=== SHORT TASK ===
Counting only exact-case matches, how many lines below contain the word "painted"? Reply with the number alone.

=== INPUT DATA ===
.....
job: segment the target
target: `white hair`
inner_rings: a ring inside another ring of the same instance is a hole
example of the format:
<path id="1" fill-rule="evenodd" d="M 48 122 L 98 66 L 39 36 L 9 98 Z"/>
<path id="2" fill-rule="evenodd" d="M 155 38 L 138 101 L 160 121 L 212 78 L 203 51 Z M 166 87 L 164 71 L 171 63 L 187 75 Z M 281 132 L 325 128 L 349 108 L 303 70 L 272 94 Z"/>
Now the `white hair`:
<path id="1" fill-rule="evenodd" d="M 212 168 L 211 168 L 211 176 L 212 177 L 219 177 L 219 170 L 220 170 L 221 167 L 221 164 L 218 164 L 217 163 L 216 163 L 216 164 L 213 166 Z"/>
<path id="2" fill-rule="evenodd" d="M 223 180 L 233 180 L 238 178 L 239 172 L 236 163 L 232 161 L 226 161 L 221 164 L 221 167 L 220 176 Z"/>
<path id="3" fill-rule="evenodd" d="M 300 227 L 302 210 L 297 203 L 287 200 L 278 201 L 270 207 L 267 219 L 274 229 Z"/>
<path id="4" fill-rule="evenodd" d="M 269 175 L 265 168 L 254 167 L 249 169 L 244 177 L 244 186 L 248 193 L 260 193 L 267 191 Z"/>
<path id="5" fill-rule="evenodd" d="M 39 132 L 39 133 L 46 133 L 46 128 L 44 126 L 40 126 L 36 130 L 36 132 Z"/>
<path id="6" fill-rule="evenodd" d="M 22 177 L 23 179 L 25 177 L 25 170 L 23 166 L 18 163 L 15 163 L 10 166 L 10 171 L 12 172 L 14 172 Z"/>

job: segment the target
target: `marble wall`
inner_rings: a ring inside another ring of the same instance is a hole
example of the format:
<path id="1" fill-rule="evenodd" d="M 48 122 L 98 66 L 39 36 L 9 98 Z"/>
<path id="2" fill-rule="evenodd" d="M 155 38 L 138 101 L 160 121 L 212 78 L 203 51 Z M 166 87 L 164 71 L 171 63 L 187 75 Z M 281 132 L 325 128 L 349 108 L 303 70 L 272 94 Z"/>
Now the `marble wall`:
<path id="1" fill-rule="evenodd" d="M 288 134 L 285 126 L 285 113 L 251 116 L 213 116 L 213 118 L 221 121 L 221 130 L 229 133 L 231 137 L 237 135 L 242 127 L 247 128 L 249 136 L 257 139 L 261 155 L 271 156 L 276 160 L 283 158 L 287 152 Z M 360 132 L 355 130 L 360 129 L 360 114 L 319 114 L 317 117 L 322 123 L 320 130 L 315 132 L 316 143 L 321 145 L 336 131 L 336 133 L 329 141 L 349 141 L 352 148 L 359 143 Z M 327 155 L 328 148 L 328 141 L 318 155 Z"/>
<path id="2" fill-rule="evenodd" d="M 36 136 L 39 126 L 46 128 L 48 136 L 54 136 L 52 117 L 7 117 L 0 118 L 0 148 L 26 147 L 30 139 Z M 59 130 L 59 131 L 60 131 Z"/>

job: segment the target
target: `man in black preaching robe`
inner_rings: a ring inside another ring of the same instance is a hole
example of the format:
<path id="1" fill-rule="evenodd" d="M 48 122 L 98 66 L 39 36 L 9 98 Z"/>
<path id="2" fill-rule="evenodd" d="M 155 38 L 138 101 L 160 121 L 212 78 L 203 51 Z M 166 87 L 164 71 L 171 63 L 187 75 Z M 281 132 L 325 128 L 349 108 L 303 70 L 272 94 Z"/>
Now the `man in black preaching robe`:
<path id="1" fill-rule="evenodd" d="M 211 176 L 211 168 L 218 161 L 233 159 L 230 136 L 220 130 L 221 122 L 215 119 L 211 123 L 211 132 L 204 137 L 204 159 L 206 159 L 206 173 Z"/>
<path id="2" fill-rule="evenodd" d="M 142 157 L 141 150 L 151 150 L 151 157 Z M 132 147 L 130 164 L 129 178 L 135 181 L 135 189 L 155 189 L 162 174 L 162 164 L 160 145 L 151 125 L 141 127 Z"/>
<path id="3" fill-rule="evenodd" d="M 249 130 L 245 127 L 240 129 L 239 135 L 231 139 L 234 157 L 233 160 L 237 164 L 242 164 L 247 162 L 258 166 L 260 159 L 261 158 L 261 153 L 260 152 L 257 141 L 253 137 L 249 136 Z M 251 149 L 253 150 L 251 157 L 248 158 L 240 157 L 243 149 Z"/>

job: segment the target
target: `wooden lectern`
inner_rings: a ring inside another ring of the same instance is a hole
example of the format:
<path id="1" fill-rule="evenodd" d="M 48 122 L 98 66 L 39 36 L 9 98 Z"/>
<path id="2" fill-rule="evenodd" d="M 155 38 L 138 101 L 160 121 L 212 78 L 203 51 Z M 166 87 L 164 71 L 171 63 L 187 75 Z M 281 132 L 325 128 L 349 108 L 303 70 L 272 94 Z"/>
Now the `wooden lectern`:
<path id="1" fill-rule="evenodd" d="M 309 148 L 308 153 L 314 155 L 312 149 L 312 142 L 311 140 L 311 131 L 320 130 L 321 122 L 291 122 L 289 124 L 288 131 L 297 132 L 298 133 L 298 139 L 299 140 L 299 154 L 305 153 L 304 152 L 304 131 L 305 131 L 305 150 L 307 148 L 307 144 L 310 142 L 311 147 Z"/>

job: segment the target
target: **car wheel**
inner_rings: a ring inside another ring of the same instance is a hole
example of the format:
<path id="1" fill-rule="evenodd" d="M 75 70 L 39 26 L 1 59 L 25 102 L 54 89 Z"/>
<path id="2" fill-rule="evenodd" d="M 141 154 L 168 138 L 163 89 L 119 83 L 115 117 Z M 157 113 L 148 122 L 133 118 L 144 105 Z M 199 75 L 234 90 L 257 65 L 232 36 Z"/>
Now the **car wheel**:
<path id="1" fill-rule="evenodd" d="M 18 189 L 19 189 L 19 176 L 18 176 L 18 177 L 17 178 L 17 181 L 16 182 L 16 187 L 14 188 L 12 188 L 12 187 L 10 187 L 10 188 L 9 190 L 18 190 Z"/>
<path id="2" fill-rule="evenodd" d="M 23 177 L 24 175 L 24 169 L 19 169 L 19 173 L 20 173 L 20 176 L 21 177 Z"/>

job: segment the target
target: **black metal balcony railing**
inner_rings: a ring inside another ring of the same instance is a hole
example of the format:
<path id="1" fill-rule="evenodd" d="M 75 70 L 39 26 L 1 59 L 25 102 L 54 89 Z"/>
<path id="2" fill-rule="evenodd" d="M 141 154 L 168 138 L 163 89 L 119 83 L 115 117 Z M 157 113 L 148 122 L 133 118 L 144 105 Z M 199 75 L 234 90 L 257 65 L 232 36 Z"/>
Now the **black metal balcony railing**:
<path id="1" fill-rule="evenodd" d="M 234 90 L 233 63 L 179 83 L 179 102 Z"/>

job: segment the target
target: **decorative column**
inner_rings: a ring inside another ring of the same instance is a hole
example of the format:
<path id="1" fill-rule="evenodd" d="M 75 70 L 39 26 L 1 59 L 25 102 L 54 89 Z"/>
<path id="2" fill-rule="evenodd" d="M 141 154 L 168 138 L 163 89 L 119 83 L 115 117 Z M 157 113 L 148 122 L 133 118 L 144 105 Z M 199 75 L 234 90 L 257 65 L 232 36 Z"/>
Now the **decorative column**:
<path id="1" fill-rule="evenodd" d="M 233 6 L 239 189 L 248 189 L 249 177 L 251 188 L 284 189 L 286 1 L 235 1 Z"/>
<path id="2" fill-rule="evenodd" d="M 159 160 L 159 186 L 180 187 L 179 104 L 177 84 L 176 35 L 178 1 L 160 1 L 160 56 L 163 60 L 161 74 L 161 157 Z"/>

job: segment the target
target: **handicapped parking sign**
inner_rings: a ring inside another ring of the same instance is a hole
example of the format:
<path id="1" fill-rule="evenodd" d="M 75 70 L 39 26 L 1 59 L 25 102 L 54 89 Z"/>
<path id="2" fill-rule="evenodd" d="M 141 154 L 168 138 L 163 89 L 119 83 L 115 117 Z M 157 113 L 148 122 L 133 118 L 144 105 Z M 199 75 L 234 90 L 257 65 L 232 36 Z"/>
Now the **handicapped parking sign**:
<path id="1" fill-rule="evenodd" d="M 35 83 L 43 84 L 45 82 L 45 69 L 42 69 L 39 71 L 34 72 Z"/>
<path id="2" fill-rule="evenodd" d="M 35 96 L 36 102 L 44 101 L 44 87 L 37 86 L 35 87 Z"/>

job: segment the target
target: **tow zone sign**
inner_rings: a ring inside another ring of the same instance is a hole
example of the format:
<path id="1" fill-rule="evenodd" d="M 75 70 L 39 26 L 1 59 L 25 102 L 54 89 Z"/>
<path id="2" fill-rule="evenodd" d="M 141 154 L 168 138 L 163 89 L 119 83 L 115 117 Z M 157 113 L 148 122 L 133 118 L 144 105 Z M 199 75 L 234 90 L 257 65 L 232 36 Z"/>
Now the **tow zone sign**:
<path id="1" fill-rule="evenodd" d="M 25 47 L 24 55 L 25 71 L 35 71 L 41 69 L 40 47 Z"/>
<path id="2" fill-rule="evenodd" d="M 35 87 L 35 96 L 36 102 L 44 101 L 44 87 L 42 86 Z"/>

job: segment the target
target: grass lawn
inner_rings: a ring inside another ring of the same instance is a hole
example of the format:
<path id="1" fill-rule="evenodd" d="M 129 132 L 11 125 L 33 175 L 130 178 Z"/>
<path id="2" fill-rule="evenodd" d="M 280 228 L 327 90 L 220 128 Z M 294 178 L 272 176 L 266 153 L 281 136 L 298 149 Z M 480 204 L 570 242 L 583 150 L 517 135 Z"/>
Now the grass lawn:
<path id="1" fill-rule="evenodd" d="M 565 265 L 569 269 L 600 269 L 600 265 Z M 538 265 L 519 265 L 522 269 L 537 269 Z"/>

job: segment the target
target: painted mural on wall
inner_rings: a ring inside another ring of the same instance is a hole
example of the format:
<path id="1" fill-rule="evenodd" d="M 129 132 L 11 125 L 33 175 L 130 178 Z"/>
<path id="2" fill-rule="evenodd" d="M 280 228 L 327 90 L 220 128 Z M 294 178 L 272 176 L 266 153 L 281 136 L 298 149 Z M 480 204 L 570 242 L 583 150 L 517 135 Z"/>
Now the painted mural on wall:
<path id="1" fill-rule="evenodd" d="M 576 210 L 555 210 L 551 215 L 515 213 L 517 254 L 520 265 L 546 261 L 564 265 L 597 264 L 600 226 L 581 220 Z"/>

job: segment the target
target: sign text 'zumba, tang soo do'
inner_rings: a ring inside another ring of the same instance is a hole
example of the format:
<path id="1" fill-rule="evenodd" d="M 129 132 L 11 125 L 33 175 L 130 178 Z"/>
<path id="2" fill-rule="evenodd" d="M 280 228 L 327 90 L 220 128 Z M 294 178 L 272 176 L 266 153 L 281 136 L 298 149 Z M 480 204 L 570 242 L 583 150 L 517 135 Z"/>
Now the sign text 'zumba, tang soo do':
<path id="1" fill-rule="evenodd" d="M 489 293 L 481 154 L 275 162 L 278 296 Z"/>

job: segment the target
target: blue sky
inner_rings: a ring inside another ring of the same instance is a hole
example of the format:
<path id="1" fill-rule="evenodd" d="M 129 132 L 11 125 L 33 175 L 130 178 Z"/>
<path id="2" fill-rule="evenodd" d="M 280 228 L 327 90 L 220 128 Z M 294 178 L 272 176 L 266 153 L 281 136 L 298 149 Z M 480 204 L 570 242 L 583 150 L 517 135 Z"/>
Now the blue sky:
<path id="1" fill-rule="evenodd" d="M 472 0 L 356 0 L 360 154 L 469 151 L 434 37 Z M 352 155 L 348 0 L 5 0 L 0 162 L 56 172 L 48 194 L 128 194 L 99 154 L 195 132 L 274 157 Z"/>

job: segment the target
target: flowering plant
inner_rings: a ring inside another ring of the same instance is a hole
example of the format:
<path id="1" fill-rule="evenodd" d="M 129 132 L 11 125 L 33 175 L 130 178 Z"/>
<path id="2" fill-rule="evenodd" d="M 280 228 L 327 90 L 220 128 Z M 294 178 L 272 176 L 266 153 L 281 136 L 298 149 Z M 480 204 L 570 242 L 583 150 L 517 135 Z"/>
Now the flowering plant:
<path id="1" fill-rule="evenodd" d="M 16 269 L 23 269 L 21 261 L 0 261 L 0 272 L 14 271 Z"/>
.....
=== FULL SOLUTION ===
2